→ **PASSAGE TO READ**:
COHERENCE LENGTH TESTING 2013

Spurred on by conversations on the Holography Forum, (http://holoforum.org/forum/viewtopic.php?f=11&t=662) I decided to check the coherence of some of my workhorse lasers. Traditionally the set up for a coherence length hologram was in the transmission mode. Back at the first reports of coherence length holograms, circa 1967, there were no really good silver halide holographic recording materials capable of recording decent reflection holograms. Plus the transmission hologram case relaxes the vibration requirement with its lower spatial frequency, and with an unbleached hologram it can be the thriftiest with light.

Three functioning Helium Neon lasers were chosen from my museum for the survey: Unphase 1145P, Melles Griot 05-LHP-165 and a Uniphase 1 mW, whose model number is hidden behind the side walls of its enclosure. Also tested were a Coherent Compass 315M, and a Melles Griot BLD 605, both of which are of the Diode-Pumped Soid State persuasion.

Long may they lase!

But now there are better silver halide plates, and I decided to try making a SBR hologram of the coherence length bar. This should be a nifty set up, as the plate would be the zero point of the measurement. The depth that can be seen in the scene, multiplied by 2, times the cosine of the angle the bar makes with the holographic plate would be the coherence length of the laser. Nothing could be easier!

The cylindrical lasers were held on the table with vee-blocks, so that they could be interchanged easily without disturbing the set up. Fortunately the littlest He-Ne, the 1 mW Uniphase, had its output at approximately the same height above the table, so it too readily fit into the set up.

Kinematic mounting so the lasers didn't roll during exposures!

The laser’s beam was spread with a Gaertner Spatial Filter, and the plateholder was placed where the beam just filled a 4” by 5” plate, tilted at Brewster’s angle for the maximum throughput of light to the coherence length bar, with the laser’s polarization correspondingly oriented. The bar was tilted so that its complete length could be seen through a camera viewfinder framed by the plateholder for later analysis. The bar just touched the holographic plate in the plateholder, so that was Ground Zero.

(Saved entries)
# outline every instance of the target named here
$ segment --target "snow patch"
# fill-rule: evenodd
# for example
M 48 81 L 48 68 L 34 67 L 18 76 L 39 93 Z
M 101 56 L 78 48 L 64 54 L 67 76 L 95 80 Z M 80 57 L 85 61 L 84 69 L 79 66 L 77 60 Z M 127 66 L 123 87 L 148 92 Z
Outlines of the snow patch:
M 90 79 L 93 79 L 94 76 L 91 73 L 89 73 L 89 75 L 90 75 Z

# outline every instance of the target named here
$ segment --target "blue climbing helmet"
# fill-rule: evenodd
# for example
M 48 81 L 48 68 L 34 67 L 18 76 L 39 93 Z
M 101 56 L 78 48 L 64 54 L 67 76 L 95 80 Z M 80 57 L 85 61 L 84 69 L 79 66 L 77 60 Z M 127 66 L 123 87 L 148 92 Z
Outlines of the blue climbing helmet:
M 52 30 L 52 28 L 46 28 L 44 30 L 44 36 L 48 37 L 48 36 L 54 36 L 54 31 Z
---
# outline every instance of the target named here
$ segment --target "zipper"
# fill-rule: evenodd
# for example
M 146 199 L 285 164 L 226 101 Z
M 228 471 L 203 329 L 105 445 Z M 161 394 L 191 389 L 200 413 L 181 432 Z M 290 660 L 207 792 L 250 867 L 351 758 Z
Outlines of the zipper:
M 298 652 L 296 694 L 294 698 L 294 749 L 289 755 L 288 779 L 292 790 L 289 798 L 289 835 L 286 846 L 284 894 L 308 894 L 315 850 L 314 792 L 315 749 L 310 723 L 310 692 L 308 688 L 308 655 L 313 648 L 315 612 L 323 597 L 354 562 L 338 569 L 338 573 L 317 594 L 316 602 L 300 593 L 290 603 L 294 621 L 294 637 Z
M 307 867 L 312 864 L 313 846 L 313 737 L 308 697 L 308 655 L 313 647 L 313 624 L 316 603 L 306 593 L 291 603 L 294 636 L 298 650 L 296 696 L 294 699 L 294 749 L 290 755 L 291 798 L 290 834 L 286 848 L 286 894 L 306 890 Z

→ **PROBLEM TO WORK ON**:
Carry on the account of testing laser coherence length with a hologram, picking up right after its last sentence. The saved entries were collected from a separate source.

→ **RESPONSE**:
Here is the plateholder and the Coherence Length Bar, which is a piece of angle iron covered with Scotchlite contact paper. Scotchlite, registered trademark of 3M, has tiny glass beads embedded in it to give it retroreflective properties a la Dew Heiligenschein, (Google or Wikipedia that one!), and is typically used on street signs to make them glow very brightly when headlights hit them at night. Even though the spatially filtered light is incident at close to grazing incidence on the Bar in this set up, an amazing amount is retroreflected toward the spatial filter and the plateholder next to it.

Calibrated every decimeter!

Exposures were made on Slavich PFG-01 plates of unknown heritage. The first one was done with a Uniphase 1145P purchased from Phil Bergeron of Holography Forum dot com fame. The plate was processed with CWC2 and PBQ bleach which gives an exact laser color replay with this material. The plate was replaced in the plateholder, so exactly that you can see some real time interference fringes at the edge of the bar in the picture below.

More Single Beam fun!

But the hologram was very noisy! Although the bar was kicking back a lot of light to the holographic plate during exposure, a lot of that was not coherent with the reference beam and simply fogged the plate, making the bar look like it was in a snow storm. Or the plates were fogged to begin with. Plus they are not that great either. The alignment procedure took into account photographing these holos so they can be published or uploaded. However, it is very hard to see what is going on in there when the coherence fades in and out, depth of field issues, photographic exposure times, etc., so the setup was re-configured to a transmission mode. Those ancient holographers did know what they were doing!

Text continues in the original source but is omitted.